** TASK GOAL **
The response should contain only those lines of the entries below that include the string "white".

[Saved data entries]
* * * * * * * * *
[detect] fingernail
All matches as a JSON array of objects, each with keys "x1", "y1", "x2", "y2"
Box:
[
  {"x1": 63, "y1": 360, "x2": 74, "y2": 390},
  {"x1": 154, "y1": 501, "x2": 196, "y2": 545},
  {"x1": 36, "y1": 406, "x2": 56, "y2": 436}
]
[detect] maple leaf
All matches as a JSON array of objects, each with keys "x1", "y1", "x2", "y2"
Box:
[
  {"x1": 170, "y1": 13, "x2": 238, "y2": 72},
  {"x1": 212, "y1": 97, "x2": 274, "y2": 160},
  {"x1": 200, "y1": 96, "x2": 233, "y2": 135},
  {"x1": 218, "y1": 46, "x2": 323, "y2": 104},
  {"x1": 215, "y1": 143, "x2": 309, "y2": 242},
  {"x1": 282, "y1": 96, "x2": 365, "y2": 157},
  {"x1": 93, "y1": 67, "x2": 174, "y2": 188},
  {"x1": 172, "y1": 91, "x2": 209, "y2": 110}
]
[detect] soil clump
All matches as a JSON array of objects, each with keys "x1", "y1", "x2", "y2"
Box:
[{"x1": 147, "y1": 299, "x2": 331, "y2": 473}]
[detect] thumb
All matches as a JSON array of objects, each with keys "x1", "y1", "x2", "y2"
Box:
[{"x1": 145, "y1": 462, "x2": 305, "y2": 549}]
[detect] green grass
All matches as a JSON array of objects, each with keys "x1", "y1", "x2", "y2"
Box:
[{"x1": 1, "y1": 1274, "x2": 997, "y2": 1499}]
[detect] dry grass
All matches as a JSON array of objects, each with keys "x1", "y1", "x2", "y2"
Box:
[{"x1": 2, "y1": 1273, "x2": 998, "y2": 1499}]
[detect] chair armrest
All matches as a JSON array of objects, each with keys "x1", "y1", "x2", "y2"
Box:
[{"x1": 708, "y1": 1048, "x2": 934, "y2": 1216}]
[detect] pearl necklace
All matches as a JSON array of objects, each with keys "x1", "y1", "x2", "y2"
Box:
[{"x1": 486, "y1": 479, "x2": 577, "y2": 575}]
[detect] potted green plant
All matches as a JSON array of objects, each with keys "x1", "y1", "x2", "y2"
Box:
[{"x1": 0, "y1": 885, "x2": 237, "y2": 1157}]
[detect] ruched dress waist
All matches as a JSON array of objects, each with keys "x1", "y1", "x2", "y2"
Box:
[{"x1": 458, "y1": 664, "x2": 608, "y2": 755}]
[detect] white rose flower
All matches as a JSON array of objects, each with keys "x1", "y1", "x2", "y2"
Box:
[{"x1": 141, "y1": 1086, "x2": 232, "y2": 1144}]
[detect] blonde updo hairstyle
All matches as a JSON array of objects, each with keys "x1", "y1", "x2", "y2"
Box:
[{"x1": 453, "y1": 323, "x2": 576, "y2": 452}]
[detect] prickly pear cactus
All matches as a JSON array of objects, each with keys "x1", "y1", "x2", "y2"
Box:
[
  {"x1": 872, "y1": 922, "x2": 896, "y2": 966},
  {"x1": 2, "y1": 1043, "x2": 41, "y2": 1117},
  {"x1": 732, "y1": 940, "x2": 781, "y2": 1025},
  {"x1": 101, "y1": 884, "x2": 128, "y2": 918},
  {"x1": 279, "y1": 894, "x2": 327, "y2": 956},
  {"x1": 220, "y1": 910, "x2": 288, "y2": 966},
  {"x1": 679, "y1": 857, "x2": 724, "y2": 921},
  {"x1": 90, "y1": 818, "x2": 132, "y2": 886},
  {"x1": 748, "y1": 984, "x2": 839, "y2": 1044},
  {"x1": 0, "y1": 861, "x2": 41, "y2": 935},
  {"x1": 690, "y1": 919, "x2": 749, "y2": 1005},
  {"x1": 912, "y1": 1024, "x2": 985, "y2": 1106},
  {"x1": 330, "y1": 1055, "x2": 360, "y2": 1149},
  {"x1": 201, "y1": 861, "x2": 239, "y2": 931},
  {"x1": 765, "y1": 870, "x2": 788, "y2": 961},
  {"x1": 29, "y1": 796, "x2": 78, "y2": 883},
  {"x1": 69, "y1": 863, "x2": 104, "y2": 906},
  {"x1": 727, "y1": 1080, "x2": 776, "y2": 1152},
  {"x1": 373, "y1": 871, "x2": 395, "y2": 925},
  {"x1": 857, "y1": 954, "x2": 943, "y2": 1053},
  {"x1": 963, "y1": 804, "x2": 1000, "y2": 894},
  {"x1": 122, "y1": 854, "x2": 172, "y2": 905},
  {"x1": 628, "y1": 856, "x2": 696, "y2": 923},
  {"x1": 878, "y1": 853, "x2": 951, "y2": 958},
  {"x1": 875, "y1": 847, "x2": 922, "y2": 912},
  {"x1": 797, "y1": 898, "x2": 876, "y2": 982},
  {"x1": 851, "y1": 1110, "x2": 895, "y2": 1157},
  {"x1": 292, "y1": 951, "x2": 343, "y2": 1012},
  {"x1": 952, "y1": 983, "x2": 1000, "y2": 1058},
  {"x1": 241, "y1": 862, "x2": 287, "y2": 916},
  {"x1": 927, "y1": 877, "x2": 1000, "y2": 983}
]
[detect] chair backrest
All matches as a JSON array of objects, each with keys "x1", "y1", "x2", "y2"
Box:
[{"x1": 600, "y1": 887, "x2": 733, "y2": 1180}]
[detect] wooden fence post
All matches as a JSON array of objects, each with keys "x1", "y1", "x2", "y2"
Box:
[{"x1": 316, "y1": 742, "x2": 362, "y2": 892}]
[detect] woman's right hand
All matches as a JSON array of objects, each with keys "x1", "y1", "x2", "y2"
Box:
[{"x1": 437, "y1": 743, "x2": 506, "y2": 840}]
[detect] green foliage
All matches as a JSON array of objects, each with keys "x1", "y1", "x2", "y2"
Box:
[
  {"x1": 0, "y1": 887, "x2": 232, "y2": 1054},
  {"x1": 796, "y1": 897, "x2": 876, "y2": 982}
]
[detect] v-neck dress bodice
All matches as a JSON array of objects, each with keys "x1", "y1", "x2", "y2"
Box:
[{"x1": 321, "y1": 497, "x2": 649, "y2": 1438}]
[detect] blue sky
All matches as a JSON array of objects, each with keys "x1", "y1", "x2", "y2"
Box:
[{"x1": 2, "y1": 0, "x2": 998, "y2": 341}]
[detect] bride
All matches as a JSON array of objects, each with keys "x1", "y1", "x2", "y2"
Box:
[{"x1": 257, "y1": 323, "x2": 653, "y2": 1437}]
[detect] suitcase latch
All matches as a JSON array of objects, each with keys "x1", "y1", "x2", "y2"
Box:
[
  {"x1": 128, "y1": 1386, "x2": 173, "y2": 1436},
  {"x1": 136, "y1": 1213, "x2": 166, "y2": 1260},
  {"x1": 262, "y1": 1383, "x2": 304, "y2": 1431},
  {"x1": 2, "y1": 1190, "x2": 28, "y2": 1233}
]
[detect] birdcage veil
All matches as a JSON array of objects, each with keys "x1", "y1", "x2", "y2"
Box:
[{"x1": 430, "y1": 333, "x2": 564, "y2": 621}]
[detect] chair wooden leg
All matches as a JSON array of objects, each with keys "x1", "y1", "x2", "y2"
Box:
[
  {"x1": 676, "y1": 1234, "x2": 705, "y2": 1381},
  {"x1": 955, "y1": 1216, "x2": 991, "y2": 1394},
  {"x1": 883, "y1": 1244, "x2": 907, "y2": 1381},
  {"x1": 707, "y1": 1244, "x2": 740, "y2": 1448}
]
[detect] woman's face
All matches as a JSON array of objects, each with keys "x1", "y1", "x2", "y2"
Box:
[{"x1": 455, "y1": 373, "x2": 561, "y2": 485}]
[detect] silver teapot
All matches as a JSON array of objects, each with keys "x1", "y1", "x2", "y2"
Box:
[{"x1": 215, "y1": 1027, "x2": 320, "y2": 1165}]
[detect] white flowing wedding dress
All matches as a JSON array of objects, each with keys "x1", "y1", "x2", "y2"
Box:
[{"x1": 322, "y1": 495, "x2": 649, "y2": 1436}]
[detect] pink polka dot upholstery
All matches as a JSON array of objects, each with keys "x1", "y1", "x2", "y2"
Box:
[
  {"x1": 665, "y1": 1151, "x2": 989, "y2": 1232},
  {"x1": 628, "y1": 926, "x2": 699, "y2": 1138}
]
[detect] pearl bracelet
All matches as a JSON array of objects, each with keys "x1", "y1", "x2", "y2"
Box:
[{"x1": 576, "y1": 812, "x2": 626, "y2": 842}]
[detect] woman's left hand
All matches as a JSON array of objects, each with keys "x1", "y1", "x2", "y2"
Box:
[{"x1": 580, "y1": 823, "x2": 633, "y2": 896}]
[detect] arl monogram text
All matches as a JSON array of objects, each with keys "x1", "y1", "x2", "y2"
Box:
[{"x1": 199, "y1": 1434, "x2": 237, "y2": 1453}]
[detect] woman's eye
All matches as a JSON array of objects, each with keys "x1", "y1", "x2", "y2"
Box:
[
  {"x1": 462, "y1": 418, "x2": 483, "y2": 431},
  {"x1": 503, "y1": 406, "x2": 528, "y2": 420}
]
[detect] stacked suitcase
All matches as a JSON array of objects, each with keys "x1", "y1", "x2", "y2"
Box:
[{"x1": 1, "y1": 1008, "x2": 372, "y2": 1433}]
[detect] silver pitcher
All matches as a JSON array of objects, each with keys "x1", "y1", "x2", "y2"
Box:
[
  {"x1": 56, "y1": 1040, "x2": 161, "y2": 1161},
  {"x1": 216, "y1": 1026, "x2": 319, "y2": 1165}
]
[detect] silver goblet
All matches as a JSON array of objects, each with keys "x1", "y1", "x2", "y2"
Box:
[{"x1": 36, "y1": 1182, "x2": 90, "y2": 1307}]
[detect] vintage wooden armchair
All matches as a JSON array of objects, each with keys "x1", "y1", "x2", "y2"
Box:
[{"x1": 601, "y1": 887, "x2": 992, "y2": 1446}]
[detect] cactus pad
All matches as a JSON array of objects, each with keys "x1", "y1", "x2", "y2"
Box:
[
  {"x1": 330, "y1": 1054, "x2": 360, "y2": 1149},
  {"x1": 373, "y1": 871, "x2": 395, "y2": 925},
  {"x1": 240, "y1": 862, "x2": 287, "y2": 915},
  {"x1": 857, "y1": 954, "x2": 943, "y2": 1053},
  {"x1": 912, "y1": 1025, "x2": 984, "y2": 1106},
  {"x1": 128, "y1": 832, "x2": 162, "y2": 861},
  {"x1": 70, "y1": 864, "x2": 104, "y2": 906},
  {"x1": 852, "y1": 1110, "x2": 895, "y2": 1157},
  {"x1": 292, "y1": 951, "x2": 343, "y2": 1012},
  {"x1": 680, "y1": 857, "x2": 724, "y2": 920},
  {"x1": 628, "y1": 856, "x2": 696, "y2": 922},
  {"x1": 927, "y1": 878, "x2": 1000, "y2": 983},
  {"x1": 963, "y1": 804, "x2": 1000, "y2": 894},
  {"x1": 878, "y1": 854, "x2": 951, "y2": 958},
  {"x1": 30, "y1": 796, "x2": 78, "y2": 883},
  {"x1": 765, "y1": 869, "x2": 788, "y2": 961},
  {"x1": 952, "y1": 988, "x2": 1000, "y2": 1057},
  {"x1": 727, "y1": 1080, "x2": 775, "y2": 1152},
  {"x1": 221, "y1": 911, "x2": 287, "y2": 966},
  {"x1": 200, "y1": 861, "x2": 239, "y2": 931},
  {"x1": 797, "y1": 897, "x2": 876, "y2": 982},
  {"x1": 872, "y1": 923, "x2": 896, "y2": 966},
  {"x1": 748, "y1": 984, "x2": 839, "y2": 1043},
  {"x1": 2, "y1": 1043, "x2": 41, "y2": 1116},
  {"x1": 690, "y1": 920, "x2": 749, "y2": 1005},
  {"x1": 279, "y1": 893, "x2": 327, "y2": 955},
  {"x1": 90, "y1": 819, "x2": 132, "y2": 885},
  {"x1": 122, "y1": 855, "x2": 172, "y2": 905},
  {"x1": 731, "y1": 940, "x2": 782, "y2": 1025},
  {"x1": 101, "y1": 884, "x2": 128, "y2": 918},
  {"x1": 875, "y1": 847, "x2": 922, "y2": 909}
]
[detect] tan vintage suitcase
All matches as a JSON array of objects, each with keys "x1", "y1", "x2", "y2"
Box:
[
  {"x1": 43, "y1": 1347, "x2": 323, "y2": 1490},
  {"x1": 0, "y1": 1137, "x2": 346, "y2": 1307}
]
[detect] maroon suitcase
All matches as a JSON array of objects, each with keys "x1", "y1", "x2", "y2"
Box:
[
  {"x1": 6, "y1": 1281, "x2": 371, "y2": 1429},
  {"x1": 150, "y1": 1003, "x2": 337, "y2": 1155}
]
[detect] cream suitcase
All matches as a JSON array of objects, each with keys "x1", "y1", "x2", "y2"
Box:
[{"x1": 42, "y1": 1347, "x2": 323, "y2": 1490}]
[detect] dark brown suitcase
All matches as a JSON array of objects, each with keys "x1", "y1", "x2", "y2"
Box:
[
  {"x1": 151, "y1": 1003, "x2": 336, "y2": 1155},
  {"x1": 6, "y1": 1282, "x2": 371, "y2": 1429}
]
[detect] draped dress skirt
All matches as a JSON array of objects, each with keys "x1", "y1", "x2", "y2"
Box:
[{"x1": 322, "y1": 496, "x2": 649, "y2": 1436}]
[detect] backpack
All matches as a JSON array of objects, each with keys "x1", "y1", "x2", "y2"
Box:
* * * * * * * * *
** EXERCISE RESPONSE **
[detect] white rose flower
[detect] white flowing wedding dress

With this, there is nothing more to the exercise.